## Written problem
Return every one of the rows below word for word, with each line unchanged and in its original order.
================================
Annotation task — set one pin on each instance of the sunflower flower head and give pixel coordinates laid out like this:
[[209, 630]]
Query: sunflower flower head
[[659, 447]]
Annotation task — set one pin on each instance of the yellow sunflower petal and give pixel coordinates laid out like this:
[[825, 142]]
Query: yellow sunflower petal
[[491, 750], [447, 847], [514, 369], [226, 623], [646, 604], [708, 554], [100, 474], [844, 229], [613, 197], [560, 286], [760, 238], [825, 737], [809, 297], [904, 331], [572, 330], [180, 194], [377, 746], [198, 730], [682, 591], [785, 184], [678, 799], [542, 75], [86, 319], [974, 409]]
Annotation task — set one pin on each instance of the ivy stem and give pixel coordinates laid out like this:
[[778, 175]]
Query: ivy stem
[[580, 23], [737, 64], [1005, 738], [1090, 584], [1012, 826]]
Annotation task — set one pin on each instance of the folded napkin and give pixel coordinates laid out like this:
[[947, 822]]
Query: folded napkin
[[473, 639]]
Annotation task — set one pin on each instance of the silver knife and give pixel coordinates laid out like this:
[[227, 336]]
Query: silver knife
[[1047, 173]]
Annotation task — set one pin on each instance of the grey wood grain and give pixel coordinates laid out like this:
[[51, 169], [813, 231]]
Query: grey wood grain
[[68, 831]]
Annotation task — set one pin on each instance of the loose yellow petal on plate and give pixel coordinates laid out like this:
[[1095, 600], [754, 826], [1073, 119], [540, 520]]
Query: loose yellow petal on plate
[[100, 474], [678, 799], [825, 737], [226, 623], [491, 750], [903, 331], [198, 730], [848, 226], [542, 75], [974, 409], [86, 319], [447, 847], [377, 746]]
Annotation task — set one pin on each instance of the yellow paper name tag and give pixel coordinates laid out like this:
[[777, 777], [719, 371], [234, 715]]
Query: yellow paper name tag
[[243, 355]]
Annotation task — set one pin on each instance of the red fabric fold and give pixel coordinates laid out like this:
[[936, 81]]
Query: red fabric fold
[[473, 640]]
================================
## Solution to this problem
Annotation task — set one pin on each instance of the sunflower flower head and give pixel coordinates laid out like this:
[[209, 630]]
Query: sunflower flower head
[[659, 447]]
Annotation task — set one pin on each instance of the yellow sunflower petal and give pixel coordinates laid out like this:
[[825, 142]]
Query: yellow sunflower petal
[[491, 750], [447, 847], [514, 369], [226, 623], [646, 604], [708, 554], [100, 474], [844, 229], [613, 197], [560, 286], [760, 238], [825, 737], [809, 297], [904, 331], [572, 330], [180, 194], [377, 746], [198, 730], [682, 591], [785, 184], [678, 799], [542, 75], [86, 319], [974, 409]]
Annotation task — set one pin on each instance of the ivy stem and give pixel coordinates laid out like this:
[[778, 175]]
Query: ivy stem
[[580, 23], [737, 64], [1005, 738], [1090, 584], [1012, 826]]
Annotation task — set one pin on each instance of the folded napkin and give pixel coordinates laid out like this:
[[947, 822]]
Query: folded napkin
[[473, 639]]
Annotation task — set one pin on each instance of the silver knife and give pixel coordinates laid out like this:
[[227, 336]]
Query: silver knife
[[1047, 173]]
Annotation task — set one pin on each instance of the grey wood grain and give pixel coordinates laid out like this:
[[51, 169], [813, 231]]
Query: grey wood grain
[[68, 831]]
Annotation task — set one pin on each instance of the loose yellow petal on plate and give pixel coordinates laid out like this:
[[1095, 600], [754, 826], [1073, 119], [540, 520]]
Query: loose yellow petal on plate
[[100, 474], [678, 799], [825, 737], [226, 623], [491, 750], [903, 331], [198, 730], [848, 226], [542, 75], [974, 409], [86, 319], [447, 847], [377, 746]]
Annotation task — set one pin on each instance of the yellow paper name tag and give pixel coordinates laid out like this:
[[777, 777], [719, 371], [234, 715]]
Query: yellow paper name tag
[[243, 355]]
Annotation task — set one pin on each instance of the red fabric fold and give pixel coordinates laid out like this:
[[936, 81]]
Query: red fabric fold
[[473, 640]]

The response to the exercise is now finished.